--- MATERIAL FOR THIS EXERCISE ---
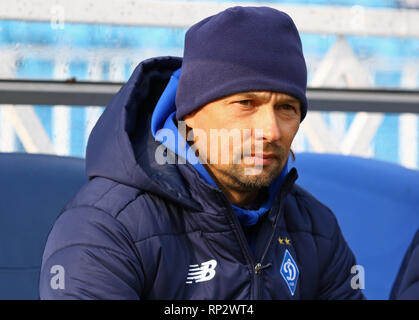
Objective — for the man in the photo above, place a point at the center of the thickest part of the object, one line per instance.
(406, 284)
(173, 212)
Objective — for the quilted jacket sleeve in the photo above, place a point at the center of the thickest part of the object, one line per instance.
(406, 285)
(340, 276)
(90, 255)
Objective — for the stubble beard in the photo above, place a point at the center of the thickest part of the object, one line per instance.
(238, 177)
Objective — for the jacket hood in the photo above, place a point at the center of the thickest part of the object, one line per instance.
(121, 146)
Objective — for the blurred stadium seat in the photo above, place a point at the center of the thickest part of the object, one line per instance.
(34, 188)
(376, 204)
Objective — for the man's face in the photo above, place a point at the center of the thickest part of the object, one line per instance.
(244, 116)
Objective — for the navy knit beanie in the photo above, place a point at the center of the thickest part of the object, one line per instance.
(241, 49)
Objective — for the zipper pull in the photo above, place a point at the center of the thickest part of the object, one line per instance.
(259, 267)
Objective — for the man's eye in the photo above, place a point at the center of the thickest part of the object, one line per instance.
(245, 102)
(288, 107)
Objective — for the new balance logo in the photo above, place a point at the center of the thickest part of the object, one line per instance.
(205, 272)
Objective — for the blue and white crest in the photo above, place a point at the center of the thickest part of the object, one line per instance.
(289, 271)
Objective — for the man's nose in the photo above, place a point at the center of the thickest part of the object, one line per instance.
(270, 125)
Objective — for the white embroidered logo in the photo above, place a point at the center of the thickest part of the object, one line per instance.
(205, 272)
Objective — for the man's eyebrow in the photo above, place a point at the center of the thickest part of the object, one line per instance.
(257, 95)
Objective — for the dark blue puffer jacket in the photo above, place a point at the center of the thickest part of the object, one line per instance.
(406, 285)
(140, 230)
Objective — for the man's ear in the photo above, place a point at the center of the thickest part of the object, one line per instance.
(190, 119)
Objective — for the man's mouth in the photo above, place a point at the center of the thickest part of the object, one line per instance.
(264, 159)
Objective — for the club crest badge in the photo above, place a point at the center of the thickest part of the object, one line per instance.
(289, 271)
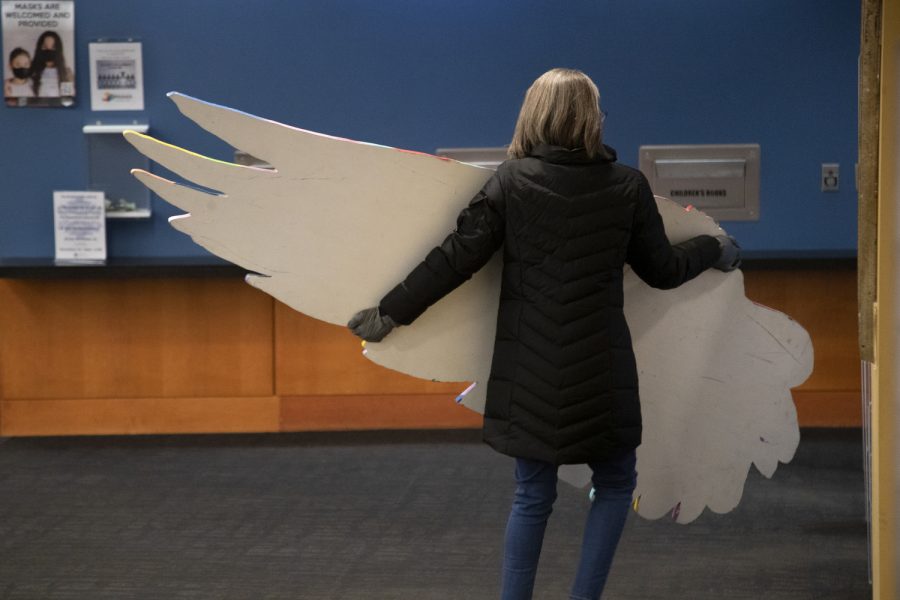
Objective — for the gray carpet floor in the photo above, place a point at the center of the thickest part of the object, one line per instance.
(389, 515)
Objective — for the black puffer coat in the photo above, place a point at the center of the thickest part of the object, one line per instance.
(563, 386)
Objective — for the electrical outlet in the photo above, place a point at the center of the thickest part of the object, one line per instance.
(831, 173)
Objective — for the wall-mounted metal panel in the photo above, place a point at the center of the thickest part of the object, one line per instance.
(721, 180)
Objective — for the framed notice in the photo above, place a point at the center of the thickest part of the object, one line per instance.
(80, 224)
(117, 76)
(38, 52)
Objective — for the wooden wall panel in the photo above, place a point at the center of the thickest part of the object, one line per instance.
(194, 355)
(341, 413)
(824, 302)
(103, 416)
(314, 358)
(134, 338)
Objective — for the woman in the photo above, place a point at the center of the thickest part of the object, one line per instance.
(18, 86)
(563, 387)
(51, 77)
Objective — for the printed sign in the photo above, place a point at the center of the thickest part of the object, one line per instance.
(117, 76)
(80, 223)
(38, 53)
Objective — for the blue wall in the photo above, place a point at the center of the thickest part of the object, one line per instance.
(422, 75)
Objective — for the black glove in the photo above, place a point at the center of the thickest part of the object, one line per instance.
(730, 256)
(370, 325)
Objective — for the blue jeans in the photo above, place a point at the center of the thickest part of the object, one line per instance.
(614, 481)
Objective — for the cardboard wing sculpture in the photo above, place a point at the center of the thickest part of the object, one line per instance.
(335, 224)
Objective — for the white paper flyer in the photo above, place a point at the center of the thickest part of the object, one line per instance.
(80, 223)
(117, 76)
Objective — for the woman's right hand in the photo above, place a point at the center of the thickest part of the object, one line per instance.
(730, 256)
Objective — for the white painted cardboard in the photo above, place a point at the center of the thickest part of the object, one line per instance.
(336, 224)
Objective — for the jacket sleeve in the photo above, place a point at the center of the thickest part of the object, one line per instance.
(661, 264)
(479, 232)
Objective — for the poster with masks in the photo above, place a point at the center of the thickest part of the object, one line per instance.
(39, 52)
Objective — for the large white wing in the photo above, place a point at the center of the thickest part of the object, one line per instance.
(332, 228)
(336, 223)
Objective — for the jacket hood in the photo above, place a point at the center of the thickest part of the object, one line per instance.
(568, 156)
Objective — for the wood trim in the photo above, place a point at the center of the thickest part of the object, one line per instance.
(85, 416)
(819, 408)
(340, 413)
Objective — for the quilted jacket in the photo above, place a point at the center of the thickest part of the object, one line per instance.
(563, 386)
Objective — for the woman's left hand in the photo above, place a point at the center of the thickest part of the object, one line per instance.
(371, 325)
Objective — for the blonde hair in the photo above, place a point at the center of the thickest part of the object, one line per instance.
(562, 108)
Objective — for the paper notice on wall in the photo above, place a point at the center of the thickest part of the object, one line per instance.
(117, 76)
(38, 52)
(80, 225)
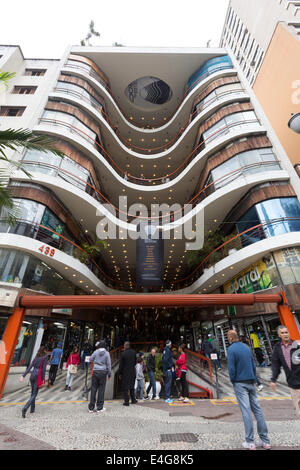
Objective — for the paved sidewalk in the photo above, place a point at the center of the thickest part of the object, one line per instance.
(215, 424)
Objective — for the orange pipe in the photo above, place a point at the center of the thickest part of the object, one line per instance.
(287, 318)
(10, 339)
(145, 300)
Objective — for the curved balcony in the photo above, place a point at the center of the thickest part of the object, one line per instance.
(215, 140)
(114, 105)
(238, 252)
(52, 245)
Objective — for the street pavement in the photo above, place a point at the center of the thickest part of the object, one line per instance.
(62, 422)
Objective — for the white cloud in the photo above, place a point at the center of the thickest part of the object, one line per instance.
(44, 29)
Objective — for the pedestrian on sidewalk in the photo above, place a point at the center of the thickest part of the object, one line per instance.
(151, 369)
(54, 363)
(85, 351)
(181, 372)
(168, 367)
(101, 370)
(139, 375)
(242, 373)
(246, 341)
(127, 373)
(72, 367)
(37, 378)
(286, 354)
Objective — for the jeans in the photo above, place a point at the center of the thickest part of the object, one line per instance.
(168, 384)
(152, 383)
(69, 379)
(247, 400)
(34, 392)
(184, 385)
(139, 388)
(52, 373)
(98, 385)
(126, 396)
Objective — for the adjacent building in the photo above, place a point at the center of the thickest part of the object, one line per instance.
(143, 128)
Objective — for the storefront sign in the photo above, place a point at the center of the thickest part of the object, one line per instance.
(149, 261)
(8, 297)
(257, 277)
(62, 311)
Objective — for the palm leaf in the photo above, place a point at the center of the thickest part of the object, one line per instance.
(24, 138)
(5, 77)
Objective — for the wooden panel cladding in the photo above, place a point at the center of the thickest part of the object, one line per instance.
(46, 198)
(69, 109)
(79, 158)
(251, 143)
(221, 113)
(259, 194)
(85, 60)
(215, 84)
(83, 84)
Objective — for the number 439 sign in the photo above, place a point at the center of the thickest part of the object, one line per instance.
(47, 250)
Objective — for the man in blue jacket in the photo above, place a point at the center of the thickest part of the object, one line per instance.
(242, 373)
(168, 364)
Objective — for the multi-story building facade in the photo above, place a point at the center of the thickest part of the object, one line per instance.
(263, 36)
(159, 126)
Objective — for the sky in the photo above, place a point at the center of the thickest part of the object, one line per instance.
(44, 29)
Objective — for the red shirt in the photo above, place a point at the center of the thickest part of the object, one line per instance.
(75, 359)
(286, 351)
(181, 362)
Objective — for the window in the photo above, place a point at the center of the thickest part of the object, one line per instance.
(279, 216)
(12, 111)
(249, 162)
(35, 72)
(24, 90)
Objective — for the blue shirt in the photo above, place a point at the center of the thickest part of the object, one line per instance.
(241, 366)
(56, 355)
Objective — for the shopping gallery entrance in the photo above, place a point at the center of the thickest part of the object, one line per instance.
(144, 301)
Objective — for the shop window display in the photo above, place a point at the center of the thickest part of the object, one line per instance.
(25, 344)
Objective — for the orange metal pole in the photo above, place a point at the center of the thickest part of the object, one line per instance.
(9, 342)
(145, 300)
(287, 318)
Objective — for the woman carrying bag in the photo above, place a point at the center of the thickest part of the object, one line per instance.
(37, 378)
(72, 367)
(181, 374)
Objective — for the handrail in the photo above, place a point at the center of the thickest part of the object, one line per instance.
(96, 194)
(99, 107)
(105, 154)
(256, 229)
(38, 231)
(201, 358)
(108, 89)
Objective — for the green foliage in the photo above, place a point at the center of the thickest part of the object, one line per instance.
(158, 367)
(212, 241)
(90, 250)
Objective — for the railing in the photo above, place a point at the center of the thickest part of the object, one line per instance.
(57, 241)
(93, 74)
(67, 176)
(137, 179)
(82, 96)
(196, 359)
(152, 150)
(235, 243)
(89, 71)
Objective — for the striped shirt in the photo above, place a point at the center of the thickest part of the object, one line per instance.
(286, 351)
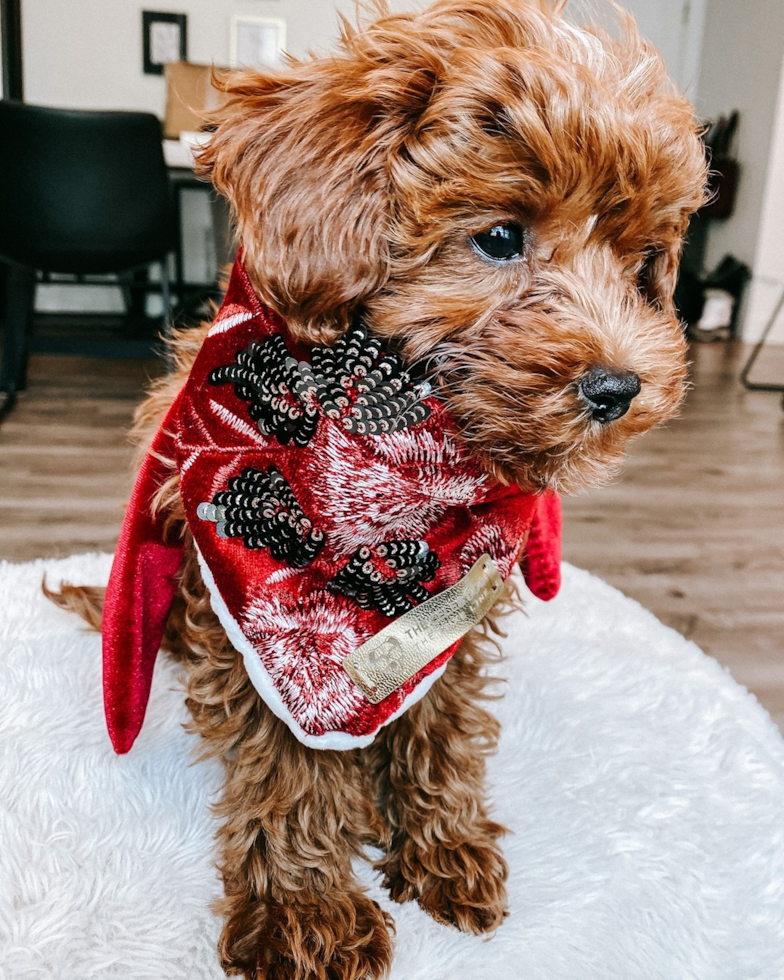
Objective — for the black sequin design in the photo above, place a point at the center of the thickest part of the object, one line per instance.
(353, 382)
(388, 578)
(260, 507)
(264, 375)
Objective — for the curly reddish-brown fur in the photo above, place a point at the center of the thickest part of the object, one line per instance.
(356, 182)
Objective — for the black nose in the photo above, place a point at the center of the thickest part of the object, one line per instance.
(609, 393)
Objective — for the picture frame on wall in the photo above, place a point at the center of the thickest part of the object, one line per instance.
(257, 42)
(164, 39)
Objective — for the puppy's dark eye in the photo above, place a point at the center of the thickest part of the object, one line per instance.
(502, 243)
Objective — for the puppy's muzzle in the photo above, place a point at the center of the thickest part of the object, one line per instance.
(607, 393)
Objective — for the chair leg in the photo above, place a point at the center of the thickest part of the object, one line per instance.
(168, 324)
(20, 302)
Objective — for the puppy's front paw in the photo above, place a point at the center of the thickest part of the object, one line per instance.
(343, 938)
(461, 886)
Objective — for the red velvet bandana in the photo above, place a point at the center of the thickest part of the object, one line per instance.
(327, 499)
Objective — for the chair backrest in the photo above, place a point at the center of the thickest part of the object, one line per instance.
(82, 191)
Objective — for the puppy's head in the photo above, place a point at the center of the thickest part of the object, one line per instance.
(502, 197)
---
Repeat exactly, and only, the lines from the line with "Objective — for the picture" through the end of the listing above, both ends included.

Objective — for the picture frame on wall in the photo above, place a point at the center of the thickest part of the object, one line per instance.
(257, 42)
(164, 39)
Objective — for the puppy's dark eye in the photo above, place a point at the center of the thickest part of the object, one line per instance.
(502, 243)
Objective — for the puppy's muzzle in the photo above, place a point at the center of the thickest part of the object, one line per instance.
(607, 393)
Objective — for the chair leg in the photo above, place a point at the center of the thickest part of the object, one line per instance.
(168, 324)
(20, 302)
Objective — for the puppy's front paw in the photo above, place a point at the center of the thickest part of the object, one line per instance.
(343, 938)
(461, 886)
Objective — for the red velvet bandana in the photo above, place a point at the center of the thickest part of the object, one line per instance.
(327, 499)
Objective — for the chair backrest in the photo above, place a point at the center of the thickest part of the object, one line per instance.
(82, 191)
Objective — for the puppy's head in the photo above, place a point at the center of the thickest part of the object, one line per instance.
(502, 197)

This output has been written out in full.